**THE TASK**
Rewrite the items below with every occurrence of "pin" changed to "marker" and nothing else altered, and leave the pictures out of your answer.

**RECORDS FOR PROCESSING**
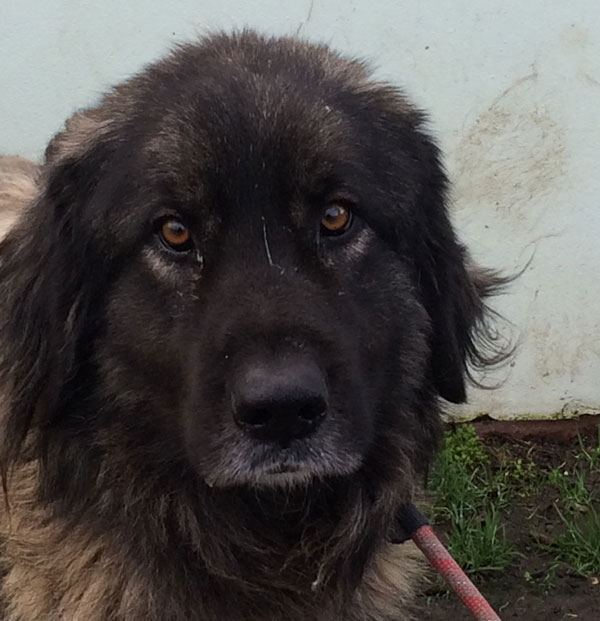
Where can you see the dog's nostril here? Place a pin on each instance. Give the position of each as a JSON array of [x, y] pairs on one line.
[[280, 401], [258, 417]]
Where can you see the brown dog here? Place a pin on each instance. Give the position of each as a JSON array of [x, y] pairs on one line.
[[228, 318]]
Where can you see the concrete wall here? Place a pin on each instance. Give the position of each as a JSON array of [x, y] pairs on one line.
[[513, 88]]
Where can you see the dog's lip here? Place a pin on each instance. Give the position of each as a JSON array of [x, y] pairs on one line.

**THE RESPONSE**
Where can you see the dog's nostril here? Place a marker on each instance. Give the position of each as a JSON array of [x, y] pairs on one line.
[[280, 401], [258, 417]]
Where can you see the brown dog here? Place a marker on each instance. Give the position of each as a JSON array of [x, y] pairs on one line.
[[228, 318]]
Where can you see the concrete wall here? Place a marker on each instance. Give the position of each as a JSON array of [x, y] pairs on one line.
[[513, 88]]
Where can you see the dog's lip here? Place a marker on each instance. Give the position of each as a JSON array of [x, y] pairs on one line.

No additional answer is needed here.